- Brief -
Please rescale the items, starting at the line that contains "Place a point on each instance of the guttering, one" and running through the end of the items, and give all of those lines again. Leave every other line as it is, but multiply each x and y coordinate in the answers by 0.55 and round to whole numbers, with halves rounded up.

- Entries -
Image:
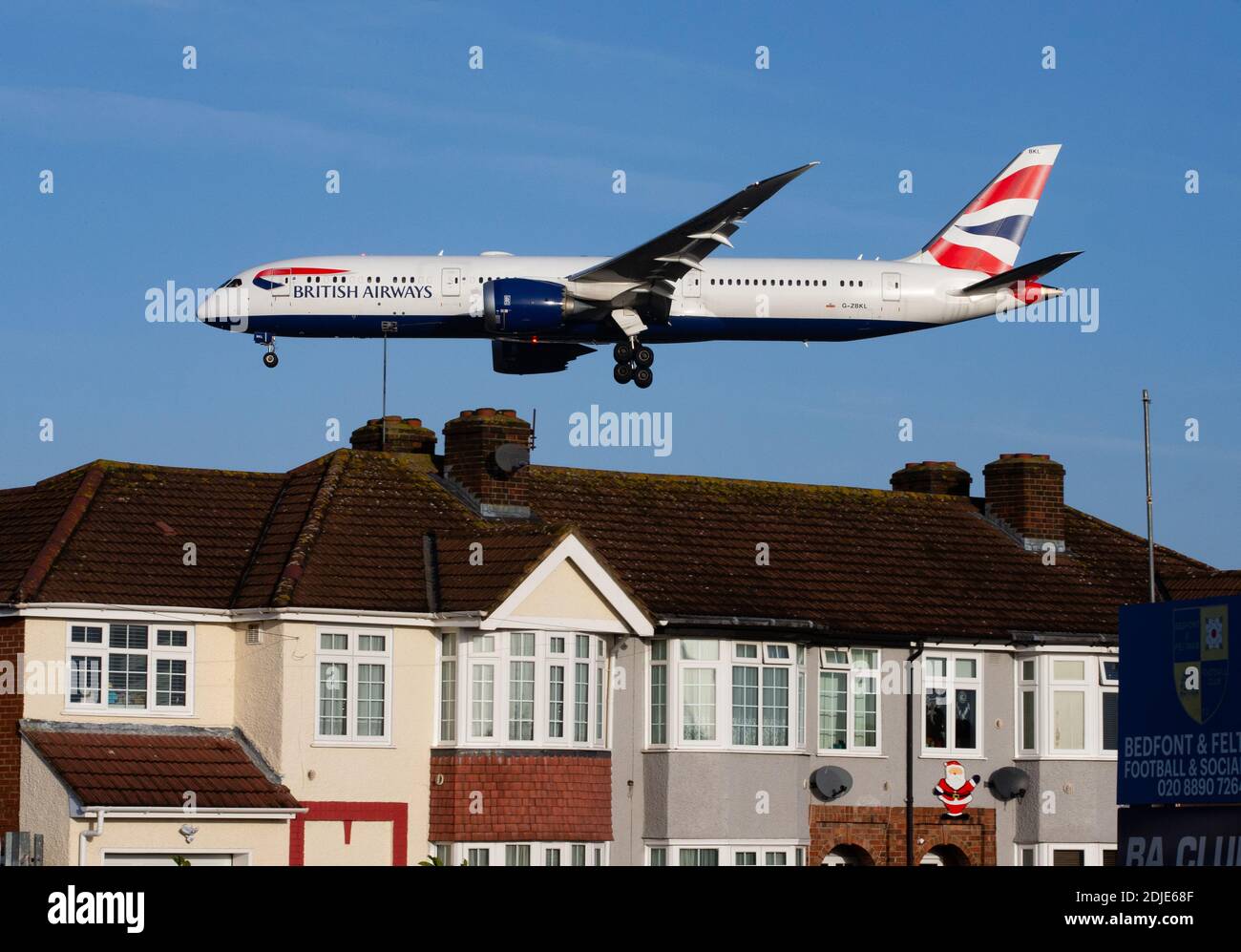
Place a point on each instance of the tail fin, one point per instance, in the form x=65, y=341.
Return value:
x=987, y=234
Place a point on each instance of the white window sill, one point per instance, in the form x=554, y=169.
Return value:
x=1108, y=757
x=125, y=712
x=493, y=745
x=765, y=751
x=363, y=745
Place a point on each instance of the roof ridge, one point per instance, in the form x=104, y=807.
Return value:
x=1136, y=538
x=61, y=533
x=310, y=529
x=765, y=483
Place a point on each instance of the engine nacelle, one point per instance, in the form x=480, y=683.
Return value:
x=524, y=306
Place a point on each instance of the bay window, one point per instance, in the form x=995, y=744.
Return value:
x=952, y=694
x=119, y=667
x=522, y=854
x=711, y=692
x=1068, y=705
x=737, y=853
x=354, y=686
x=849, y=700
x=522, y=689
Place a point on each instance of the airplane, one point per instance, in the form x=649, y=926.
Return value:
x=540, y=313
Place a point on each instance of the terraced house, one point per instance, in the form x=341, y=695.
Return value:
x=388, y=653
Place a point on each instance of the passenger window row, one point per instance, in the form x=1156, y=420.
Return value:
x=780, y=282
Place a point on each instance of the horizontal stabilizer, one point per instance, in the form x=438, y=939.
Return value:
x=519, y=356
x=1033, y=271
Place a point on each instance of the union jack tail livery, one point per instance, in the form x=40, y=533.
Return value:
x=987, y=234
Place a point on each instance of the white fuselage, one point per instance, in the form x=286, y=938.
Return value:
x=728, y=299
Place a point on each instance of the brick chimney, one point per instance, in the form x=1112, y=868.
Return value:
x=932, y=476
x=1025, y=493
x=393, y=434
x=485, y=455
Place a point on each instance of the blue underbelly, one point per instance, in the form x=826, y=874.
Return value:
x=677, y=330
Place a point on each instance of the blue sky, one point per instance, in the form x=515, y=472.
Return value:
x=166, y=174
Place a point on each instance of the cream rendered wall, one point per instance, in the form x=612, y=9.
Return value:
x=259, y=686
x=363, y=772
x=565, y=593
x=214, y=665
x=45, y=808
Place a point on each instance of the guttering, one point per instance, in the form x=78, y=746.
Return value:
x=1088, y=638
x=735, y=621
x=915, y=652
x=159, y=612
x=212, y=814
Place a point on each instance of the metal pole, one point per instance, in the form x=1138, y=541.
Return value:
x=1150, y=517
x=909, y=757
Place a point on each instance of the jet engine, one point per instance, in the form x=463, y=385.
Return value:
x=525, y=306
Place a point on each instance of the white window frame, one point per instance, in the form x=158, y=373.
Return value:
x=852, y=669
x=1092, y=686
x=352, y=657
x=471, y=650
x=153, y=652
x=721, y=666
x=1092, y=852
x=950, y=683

- Solution to this exercise -
Place a point on each instance of the guttering, one point per instance, in the form x=78, y=746.
Return value:
x=598, y=351
x=404, y=342
x=503, y=359
x=87, y=337
x=117, y=448
Place a point on each instance of the metal pole, one point per instance, in the form x=1138, y=541.
Return value:
x=633, y=284
x=500, y=416
Place a point on each instance of the jet engine, one point per instance, in the form x=463, y=385.
Return value:
x=289, y=168
Place a point on each instance of the white window frame, one point per instance, in the form x=158, y=373.
Return value:
x=469, y=368
x=601, y=377
x=194, y=361
x=259, y=358
x=84, y=359
x=397, y=366
x=601, y=469
x=523, y=376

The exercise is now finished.